## Task instructions
The entire listing below must be written out word for word.

## Materials provided
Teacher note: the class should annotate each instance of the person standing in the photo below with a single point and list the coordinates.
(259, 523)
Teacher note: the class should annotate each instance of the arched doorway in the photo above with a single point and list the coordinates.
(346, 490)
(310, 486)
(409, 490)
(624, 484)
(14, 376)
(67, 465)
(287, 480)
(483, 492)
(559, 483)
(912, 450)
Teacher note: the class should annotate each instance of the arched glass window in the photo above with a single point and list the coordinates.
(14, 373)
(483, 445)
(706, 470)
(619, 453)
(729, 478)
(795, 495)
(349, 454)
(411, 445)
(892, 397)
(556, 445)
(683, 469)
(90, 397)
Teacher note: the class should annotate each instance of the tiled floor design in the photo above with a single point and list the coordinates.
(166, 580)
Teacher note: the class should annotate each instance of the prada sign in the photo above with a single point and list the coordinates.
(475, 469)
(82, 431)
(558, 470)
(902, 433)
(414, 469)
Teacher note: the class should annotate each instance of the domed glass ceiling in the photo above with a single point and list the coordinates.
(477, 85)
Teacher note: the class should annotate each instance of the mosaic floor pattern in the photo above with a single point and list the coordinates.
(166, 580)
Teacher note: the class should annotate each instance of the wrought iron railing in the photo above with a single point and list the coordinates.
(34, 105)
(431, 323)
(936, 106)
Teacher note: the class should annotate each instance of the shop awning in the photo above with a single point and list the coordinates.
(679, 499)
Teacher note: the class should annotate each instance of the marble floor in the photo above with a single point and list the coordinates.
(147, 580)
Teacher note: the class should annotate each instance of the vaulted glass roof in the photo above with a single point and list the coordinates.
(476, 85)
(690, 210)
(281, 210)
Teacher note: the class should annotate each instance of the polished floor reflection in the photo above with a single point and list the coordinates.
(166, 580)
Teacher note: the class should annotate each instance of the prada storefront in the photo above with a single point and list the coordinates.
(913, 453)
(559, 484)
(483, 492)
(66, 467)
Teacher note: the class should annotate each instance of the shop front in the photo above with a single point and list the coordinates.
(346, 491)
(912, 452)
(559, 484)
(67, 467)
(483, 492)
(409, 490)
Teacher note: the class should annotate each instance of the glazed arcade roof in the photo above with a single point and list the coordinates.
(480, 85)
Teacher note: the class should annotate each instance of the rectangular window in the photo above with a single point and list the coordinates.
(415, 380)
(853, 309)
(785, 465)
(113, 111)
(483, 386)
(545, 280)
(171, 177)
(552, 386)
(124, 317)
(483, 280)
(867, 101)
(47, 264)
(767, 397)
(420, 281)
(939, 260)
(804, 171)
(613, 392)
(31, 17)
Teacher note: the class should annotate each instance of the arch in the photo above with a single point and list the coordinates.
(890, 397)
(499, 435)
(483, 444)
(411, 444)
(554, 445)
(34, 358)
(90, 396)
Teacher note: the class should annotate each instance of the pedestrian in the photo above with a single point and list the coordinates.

## Response to this exercise
Teacher note: the class should annotate each instance of the person standing in the photo below with a single point and list the coordinates.
(259, 523)
Teacher note: the class should annotate each instance of the arched doorway in the photo above with a single point and list the coordinates.
(346, 490)
(310, 486)
(409, 490)
(624, 484)
(14, 376)
(67, 465)
(287, 480)
(483, 492)
(559, 483)
(912, 450)
Teacher note: the class should annotate each instance of the arched glass window in the photo above with a single point and list the coordinates.
(14, 373)
(483, 445)
(706, 470)
(619, 453)
(729, 478)
(795, 495)
(349, 454)
(411, 445)
(892, 397)
(556, 445)
(683, 469)
(90, 397)
Teacher note: the class should annotate each instance of the tiled floor design in the photo above with a single point and list the coordinates.
(166, 580)
Teacher note: the class should annotate each instance of the prada sign in the photo above with a single point and list the coordinates.
(475, 469)
(82, 431)
(558, 470)
(902, 433)
(414, 469)
Teacher note: the class should annotate each instance of the domed glass ceiling in the photo above with a single point and list the coordinates.
(477, 85)
Teacher note: the class should annotate each instance of the mosaic floor pattern in the photo above with a single point and list the coordinates.
(166, 580)
Teacher note: the class should annotate each instance of the wrought iron railing in the photo above with a single point and list the coordinates.
(34, 105)
(431, 323)
(936, 106)
Teacher note: the class should annotate each instance of the shop awning in the photo above with a single point and list the coordinates.
(679, 499)
Teacher note: the class should annotate each instance of the marble floor in the photo above with a single point and list the coordinates.
(147, 580)
Teacher note: the class should annotate each instance of the vaulted glass roof in the photo above with a single point and list the coordinates.
(476, 85)
(690, 210)
(281, 210)
Teacher note: the class should annotate each instance of the polished floor reflection in the photo above with a single point and list the coordinates.
(166, 580)
Teacher note: the class should annotate each instance of the prada storefront in the photo above with a single point and list the coordinates.
(913, 453)
(559, 484)
(483, 492)
(66, 467)
Teacher note: the class should annotate each instance of the shop front in the photo above with a single point and list the coordinates.
(346, 491)
(912, 452)
(559, 484)
(67, 467)
(483, 492)
(409, 490)
Teacher note: the class should annotate each instance of the glazed arcade roof in the photo above with a single point and list the coordinates.
(480, 85)
Teacher note: the class should annotate each instance of the rectangular window in the photo above with a single point and list the coordinates.
(415, 380)
(853, 309)
(785, 465)
(113, 111)
(483, 386)
(545, 280)
(171, 177)
(552, 386)
(124, 317)
(483, 280)
(867, 101)
(47, 264)
(767, 397)
(420, 281)
(939, 260)
(804, 171)
(613, 392)
(31, 17)
Teacher note: the class should annotate each instance of the arch in the photo above with a single point and list the coordinates.
(890, 397)
(499, 435)
(483, 444)
(411, 444)
(554, 445)
(34, 358)
(90, 396)
Teacher note: the class should annotate each instance of the pedestrian in the photo above with a single point and list the coordinates.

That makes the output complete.